GIVEN PROBLEM
Starting with the line containing "tag the tree reflection in water" and going on through the end of the records, reproduce every line and scale the point coordinates in the answers by 1.3, rounding each to a whole number with halves rounded up. Leave all other lines unchanged, including the pins after "shaped like".

* * *

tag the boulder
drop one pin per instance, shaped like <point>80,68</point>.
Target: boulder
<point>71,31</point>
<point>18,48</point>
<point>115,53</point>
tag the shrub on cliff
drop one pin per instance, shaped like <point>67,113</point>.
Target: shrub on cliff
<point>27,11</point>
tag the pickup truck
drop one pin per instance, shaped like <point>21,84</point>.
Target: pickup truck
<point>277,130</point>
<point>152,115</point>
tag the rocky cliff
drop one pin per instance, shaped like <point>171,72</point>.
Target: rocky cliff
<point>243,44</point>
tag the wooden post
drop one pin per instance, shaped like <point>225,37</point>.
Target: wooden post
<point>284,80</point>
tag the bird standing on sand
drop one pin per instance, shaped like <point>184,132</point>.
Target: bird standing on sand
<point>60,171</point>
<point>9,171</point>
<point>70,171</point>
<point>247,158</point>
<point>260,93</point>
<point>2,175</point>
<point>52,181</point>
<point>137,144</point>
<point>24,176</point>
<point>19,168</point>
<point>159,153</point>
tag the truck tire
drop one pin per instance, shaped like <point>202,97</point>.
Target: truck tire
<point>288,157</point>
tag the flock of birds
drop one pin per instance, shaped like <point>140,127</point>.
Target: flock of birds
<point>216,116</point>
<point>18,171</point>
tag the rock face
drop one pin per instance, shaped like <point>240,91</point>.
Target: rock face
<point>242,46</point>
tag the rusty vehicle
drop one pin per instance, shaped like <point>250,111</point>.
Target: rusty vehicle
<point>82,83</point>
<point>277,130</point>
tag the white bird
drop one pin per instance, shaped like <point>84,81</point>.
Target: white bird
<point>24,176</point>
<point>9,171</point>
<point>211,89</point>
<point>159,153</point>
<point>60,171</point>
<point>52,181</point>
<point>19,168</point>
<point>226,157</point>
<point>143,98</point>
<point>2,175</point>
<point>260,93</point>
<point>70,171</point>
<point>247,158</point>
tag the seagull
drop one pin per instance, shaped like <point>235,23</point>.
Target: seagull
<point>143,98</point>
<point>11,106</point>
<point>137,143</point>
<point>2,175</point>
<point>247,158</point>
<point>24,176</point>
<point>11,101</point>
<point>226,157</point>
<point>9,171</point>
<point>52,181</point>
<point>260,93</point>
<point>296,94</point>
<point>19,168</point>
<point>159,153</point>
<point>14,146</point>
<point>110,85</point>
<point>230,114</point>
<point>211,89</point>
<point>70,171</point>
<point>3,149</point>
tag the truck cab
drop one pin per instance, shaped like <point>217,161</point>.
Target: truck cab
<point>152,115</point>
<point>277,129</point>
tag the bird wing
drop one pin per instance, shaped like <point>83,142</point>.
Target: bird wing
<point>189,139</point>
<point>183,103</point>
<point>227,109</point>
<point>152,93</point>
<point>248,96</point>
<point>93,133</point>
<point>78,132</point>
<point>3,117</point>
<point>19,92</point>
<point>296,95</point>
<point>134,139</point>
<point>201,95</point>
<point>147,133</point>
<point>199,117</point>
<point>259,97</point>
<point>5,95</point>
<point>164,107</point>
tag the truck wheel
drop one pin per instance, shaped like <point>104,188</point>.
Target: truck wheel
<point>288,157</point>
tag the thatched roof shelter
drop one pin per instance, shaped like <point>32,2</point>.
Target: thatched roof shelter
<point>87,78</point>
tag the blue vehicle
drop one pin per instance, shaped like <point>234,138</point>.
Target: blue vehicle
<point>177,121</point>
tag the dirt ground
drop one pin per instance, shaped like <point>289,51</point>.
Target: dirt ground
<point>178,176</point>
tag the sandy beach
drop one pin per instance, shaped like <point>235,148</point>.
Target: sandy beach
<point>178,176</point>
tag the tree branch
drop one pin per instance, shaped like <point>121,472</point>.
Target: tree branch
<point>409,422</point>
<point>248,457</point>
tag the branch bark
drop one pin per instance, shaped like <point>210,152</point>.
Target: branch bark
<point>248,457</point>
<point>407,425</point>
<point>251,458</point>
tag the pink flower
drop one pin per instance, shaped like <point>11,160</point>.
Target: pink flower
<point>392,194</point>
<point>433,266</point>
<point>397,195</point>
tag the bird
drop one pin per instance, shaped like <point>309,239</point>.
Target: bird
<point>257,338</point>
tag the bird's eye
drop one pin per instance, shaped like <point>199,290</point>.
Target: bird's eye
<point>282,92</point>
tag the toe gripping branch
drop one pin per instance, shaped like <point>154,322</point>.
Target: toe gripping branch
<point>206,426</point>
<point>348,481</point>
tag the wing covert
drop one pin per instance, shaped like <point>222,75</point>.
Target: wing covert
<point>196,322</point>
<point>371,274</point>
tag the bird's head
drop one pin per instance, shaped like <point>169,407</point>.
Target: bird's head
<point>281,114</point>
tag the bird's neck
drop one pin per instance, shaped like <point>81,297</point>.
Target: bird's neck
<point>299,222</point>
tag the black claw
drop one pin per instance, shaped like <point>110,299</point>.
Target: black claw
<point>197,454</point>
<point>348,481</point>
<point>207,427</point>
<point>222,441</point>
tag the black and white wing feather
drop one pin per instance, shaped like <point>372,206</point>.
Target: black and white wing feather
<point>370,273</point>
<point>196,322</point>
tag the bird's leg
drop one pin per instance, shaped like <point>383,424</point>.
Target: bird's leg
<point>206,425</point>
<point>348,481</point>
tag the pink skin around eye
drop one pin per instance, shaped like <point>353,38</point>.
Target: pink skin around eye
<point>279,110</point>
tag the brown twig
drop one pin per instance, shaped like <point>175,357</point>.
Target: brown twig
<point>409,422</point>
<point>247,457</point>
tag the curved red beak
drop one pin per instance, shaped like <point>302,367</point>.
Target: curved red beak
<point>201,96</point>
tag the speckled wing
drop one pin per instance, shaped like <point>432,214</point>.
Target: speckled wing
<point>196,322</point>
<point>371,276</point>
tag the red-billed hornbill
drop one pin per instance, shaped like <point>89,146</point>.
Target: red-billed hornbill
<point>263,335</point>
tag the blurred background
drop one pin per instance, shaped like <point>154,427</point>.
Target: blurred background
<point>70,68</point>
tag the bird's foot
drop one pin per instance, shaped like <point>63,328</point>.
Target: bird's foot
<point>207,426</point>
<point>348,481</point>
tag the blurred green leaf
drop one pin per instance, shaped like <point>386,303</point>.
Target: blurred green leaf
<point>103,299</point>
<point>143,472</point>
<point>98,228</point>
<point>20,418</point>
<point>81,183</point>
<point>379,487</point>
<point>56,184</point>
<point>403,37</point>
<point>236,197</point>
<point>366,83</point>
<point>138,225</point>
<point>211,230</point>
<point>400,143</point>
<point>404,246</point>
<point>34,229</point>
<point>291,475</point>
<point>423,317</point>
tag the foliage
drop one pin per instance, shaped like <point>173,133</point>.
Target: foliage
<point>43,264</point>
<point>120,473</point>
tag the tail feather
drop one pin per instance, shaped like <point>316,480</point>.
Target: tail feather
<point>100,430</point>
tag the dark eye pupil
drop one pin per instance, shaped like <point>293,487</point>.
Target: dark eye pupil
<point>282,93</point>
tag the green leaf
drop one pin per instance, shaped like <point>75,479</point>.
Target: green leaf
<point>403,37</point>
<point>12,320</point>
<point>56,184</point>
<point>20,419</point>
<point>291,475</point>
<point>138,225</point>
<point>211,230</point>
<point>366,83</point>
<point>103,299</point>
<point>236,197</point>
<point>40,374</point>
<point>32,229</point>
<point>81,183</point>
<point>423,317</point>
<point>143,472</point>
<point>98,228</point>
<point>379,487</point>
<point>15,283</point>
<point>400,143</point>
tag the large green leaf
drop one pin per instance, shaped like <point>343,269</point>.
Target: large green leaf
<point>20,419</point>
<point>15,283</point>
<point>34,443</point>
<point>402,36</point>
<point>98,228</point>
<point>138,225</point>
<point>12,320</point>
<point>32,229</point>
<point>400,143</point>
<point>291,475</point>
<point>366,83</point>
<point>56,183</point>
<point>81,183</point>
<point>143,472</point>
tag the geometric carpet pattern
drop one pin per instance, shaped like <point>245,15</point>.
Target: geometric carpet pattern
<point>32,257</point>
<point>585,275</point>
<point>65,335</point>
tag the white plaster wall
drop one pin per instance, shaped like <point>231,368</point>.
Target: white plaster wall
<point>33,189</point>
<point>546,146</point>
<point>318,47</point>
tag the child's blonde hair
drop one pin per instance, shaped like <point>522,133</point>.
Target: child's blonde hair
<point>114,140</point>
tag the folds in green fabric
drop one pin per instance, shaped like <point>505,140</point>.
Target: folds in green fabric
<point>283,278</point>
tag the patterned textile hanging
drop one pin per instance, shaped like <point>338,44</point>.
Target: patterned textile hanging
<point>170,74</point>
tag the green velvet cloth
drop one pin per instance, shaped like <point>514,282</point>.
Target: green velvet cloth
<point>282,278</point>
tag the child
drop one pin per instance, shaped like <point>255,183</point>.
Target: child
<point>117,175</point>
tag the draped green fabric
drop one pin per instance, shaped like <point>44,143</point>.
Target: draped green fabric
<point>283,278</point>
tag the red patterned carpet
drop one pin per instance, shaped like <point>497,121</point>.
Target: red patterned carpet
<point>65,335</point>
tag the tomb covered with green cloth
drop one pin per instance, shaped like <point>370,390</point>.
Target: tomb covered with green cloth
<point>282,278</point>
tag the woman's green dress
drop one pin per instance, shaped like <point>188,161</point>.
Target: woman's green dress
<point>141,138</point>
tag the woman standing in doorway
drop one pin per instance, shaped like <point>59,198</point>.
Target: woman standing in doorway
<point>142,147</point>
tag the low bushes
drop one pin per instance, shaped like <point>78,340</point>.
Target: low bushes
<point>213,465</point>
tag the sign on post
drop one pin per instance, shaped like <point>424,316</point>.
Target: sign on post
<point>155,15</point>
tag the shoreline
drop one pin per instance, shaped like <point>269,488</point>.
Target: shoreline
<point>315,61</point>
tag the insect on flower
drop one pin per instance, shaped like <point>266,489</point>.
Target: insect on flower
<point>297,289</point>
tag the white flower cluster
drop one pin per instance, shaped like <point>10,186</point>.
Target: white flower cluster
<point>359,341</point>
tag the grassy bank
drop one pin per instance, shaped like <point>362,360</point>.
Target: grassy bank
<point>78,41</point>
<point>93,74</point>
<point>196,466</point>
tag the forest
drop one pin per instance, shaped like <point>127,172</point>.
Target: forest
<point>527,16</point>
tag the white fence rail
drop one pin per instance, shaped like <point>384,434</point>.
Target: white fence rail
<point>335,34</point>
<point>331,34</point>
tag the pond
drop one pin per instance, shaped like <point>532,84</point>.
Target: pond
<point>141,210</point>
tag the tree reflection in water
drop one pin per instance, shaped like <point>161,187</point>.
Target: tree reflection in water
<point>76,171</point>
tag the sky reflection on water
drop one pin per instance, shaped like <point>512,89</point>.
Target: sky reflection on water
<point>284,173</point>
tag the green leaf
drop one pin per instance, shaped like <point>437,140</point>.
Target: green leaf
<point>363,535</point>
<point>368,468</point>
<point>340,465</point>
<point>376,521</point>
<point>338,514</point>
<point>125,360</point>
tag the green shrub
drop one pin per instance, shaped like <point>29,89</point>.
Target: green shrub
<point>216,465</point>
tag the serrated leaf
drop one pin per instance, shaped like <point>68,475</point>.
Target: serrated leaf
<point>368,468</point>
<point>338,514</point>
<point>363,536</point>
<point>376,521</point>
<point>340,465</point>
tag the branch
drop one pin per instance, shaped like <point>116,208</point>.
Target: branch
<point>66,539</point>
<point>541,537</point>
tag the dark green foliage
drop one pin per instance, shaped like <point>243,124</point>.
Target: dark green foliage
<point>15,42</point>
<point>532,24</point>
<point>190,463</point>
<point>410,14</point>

* * *

TASK SOLUTION
tag the tree reflection in water
drop one pin per instance, shaped like <point>161,187</point>.
Target: tree reflection in water
<point>99,222</point>
tag the sky reflection on water
drop one pin per instance, shaped like <point>512,89</point>.
Target: sky reflection on water
<point>369,225</point>
tag the green leaf
drop one pin per instance, shaped like <point>437,140</point>.
Target: green leaf
<point>472,696</point>
<point>478,608</point>
<point>442,605</point>
<point>489,677</point>
<point>439,668</point>
<point>163,468</point>
tag the green shrub
drop one pin per instance, shaped like <point>29,89</point>.
Target: green shrub
<point>281,605</point>
tag the serrated leaf
drop one pin per instance, shaped like <point>68,475</point>.
Target: serrated leaf
<point>478,608</point>
<point>439,668</point>
<point>472,697</point>
<point>489,677</point>
<point>442,605</point>
tag the branch
drop one pin per instance, shaped like <point>116,208</point>.
Target: branch
<point>86,701</point>
<point>703,698</point>
tag the dark green foliage
drop one pin per instance, shaped like <point>243,124</point>.
Target: dark green foliage
<point>20,55</point>
<point>692,31</point>
<point>247,602</point>
<point>533,18</point>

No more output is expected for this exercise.